(QUELLENAUSZUG)
· · · · · · ·
Fast schon ein liebgewonnenes
Ritual – aber immer noch ist DAS SCIENCE FICTION JAHR das einzige Sekundärwerk,
auf dessen Erscheinen ich mich regelmäßig schon lange im Voraus freue. Und auch
die 36. Ausgabe 2021 (Hirnkost, ISBN 978-3-949452-12-3) hat mich nicht enttäuscht.
Um nicht einfach nur das Inhaltsverzeichnis abzuschreiben, hier eine launige
Kurz-Interpretation der Beiträge: Die Welt geht unter, aber wir SF-Leser
wussten das wenigstens schon vorher wie gleich ein Dutzend Artikel beweisen. Stanislaw Lem wäre 2021 einhundert
Jahre alt geworden, auch dieses Ereignis wird intensiv, spielerisch und
philosophisch gewürdigt. 200 Seiten Buchbesprechungen unterschiedlicher Länge
versprechen unglaublich viel Information (und jede Menge „Nachkauf-Bedarf“).
Etwas kürzer dann Comics, Film, TV, Spiele – etwas umfänglicher die
Statistik-Sektion (Preise, Nachrufe, Bibliografie). Highlights: Christian Endres interviewt elf Orwell-Neu-ÜbersetzerInnen, Bernd Flessner und Karlheinz Steinmüller über ihre Lem-Eindrücke und Simon
Spiegel liest ausführlich in Dietmar
Daths NIEGESCHICHTE. Nach 600 Seiten purem SF-Input lautet das Fazit: Ich
freue mich jetzt schon auf DAS SCIENCE FICTION JAHR 2022!
· · · · · · ·
(AUSZÜGE AUS MATERIAL)
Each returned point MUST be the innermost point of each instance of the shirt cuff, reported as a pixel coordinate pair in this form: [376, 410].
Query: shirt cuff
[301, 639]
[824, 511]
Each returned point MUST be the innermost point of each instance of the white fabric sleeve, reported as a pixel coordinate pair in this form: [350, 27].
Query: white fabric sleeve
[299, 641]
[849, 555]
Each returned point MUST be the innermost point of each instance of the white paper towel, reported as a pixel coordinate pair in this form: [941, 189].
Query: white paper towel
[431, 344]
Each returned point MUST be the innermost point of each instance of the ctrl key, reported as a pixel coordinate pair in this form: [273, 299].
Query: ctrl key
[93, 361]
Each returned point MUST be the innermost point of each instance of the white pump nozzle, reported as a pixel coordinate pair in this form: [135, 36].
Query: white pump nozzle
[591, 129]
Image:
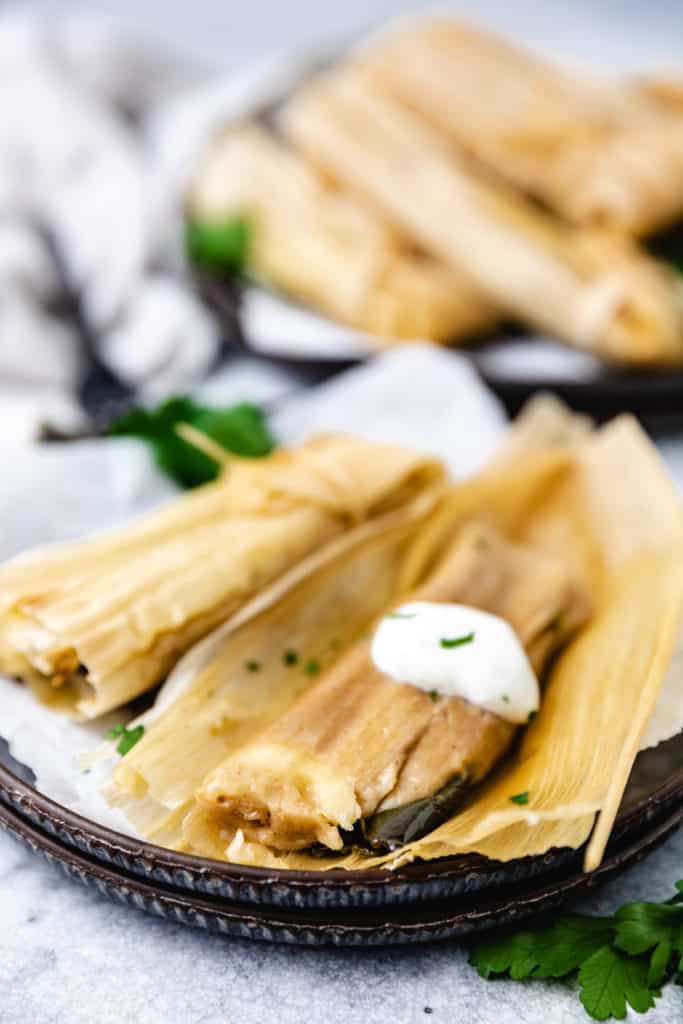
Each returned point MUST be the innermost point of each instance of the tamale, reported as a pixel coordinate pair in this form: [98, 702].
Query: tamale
[594, 289]
[358, 574]
[250, 671]
[599, 153]
[359, 742]
[575, 758]
[94, 624]
[322, 246]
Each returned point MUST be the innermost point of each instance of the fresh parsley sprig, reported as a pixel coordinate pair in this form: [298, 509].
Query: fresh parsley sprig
[619, 962]
[218, 248]
[242, 429]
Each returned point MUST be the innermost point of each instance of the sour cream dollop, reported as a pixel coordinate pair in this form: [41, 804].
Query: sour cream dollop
[456, 650]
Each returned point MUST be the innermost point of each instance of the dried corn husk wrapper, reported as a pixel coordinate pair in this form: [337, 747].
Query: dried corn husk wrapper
[240, 679]
[598, 153]
[592, 288]
[322, 246]
[616, 514]
[213, 705]
[92, 625]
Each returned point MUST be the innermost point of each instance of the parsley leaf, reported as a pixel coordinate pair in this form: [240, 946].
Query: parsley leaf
[218, 248]
[127, 737]
[520, 799]
[549, 952]
[609, 981]
[241, 429]
[457, 641]
[620, 962]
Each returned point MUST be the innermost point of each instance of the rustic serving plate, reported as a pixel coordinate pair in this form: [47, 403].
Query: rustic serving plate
[652, 807]
[422, 921]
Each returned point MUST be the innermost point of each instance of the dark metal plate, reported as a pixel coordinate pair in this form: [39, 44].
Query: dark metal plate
[421, 922]
[654, 796]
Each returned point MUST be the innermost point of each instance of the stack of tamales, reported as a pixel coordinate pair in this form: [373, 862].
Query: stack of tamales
[439, 166]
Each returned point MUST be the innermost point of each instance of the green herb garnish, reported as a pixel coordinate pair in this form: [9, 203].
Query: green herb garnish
[621, 961]
[553, 625]
[241, 429]
[668, 246]
[127, 737]
[218, 248]
[457, 641]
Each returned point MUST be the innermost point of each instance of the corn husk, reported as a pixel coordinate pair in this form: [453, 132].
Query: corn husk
[154, 780]
[619, 518]
[238, 681]
[92, 625]
[591, 288]
[597, 152]
[358, 742]
[322, 246]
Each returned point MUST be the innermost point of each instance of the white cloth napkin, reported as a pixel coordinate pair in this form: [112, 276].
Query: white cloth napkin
[98, 133]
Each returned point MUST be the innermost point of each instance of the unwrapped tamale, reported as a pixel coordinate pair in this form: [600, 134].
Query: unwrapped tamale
[358, 742]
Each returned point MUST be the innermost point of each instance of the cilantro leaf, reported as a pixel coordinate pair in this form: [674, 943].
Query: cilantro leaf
[549, 952]
[609, 981]
[241, 429]
[218, 248]
[127, 737]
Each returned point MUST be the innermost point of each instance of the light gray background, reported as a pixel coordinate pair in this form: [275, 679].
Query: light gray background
[69, 955]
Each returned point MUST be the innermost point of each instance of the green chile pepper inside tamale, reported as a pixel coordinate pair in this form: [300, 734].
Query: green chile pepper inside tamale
[361, 749]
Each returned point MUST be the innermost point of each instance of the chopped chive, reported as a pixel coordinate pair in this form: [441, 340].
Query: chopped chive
[457, 641]
[127, 737]
[519, 798]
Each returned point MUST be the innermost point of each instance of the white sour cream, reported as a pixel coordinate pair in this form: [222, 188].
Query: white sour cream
[456, 650]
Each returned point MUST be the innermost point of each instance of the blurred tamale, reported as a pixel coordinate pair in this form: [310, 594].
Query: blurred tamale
[317, 244]
[592, 288]
[92, 625]
[358, 742]
[598, 152]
· · · · · · ·
(AUFGABE UND VORGABEN) Kopiere die Besprechung zum SCIENCE FICTION JAHR 2021 vollständig und Wort für Wort. Das Material wird hierfür nicht gebraucht.

(ANTWORT ZUR AUFGABE)
Fast schon ein liebgewonnenes
Ritual – aber immer noch ist DAS SCIENCE FICTION JAHR das einzige Sekundärwerk,
auf dessen Erscheinen ich mich regelmäßig schon lange im Voraus freue. Und auch
die 36. Ausgabe 2021 (Hirnkost, ISBN 978-3-949452-12-3) hat mich nicht enttäuscht.
Um nicht einfach nur das Inhaltsverzeichnis abzuschreiben, hier eine launige
Kurz-Interpretation der Beiträge: Die Welt geht unter, aber wir SF-Leser
wussten das wenigstens schon vorher wie gleich ein Dutzend Artikel beweisen. Stanislaw Lem wäre 2021 einhundert
Jahre alt geworden, auch dieses Ereignis wird intensiv, spielerisch und
philosophisch gewürdigt. 200 Seiten Buchbesprechungen unterschiedlicher Länge
versprechen unglaublich viel Information (und jede Menge „Nachkauf-Bedarf“).
Etwas kürzer dann Comics, Film, TV, Spiele – etwas umfänglicher die
Statistik-Sektion (Preise, Nachrufe, Bibliografie). Highlights: Christian Endres interviewt elf Orwell-Neu-ÜbersetzerInnen, Bernd Flessner und Karlheinz Steinmüller über ihre Lem-Eindrücke und Simon
Spiegel liest ausführlich in Dietmar
Daths NIEGESCHICHTE. Nach 600 Seiten purem SF-Input lautet das Fazit: Ich
freue mich jetzt schon auf DAS SCIENCE FICTION JAHR 2022!